*** Opening of Text excerpt ***

2019 CLEL Conference Reflection

This is the second in a series of blog posts contributed by CLEL’s 2020 conference scholarship recipients.

I was particularly eager to attend the 2019 CLEL Conference because I’d heard about Reach Out and Read last year and was quite excited when I found out that Dr. Dipesh Navsaria, founding medical director of Reach Out and Read Wisconsin, would deliver the keynote address. Listening to Dr. Navsaria, I found myself nodding along to many of his comments (yep, bowties are cool!) and even nerding out a bit once I realized that we both attended U of I for children’s librarianship (that audible squeal from the back of the room? Yeah, that was me).

*** Close of Text excerpt ***

What you should do –
Rewrite the conference reflection between "I was particularly" and "that was me).", inclusive, substituting "opening talk" for "keynote address".

*** Opening of Data ***

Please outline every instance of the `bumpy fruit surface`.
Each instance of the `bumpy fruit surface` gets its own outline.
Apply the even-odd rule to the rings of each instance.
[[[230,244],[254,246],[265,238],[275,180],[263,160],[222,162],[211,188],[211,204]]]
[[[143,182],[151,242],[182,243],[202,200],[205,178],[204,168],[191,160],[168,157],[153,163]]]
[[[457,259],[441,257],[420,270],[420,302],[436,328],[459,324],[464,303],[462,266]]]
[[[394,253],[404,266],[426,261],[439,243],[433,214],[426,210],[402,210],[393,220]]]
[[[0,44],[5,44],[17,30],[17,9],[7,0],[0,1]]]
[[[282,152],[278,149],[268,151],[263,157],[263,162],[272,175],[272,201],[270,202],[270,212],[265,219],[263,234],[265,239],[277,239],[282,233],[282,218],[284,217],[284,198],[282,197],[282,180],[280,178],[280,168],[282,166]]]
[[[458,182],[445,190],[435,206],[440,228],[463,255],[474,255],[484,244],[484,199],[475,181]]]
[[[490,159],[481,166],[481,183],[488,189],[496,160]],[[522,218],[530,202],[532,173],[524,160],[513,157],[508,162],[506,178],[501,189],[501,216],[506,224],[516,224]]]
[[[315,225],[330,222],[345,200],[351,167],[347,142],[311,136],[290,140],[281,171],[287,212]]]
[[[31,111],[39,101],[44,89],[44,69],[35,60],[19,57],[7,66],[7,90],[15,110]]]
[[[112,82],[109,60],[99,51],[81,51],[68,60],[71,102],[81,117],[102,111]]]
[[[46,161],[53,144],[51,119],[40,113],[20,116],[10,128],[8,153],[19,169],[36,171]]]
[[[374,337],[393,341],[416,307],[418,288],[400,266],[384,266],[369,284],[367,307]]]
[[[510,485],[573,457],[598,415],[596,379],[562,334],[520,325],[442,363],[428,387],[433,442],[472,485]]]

*** Close of Data ***

Answer for the task –
I was particularly eager to attend the 2019 CLEL Conference because I’d heard about Reach Out and Read last year and was quite excited when I found out that Dr. Dipesh Navsaria, founding medical director of Reach Out and Read Wisconsin, would deliver the opening talk. Listening to Dr. Navsaria, I found myself nodding along to many of his comments (yep, bowties are cool!) and even nerding out a bit once I realized that we both attended U of I for children’s librarianship (that audible squeal from the back of the room? Yeah, that was me).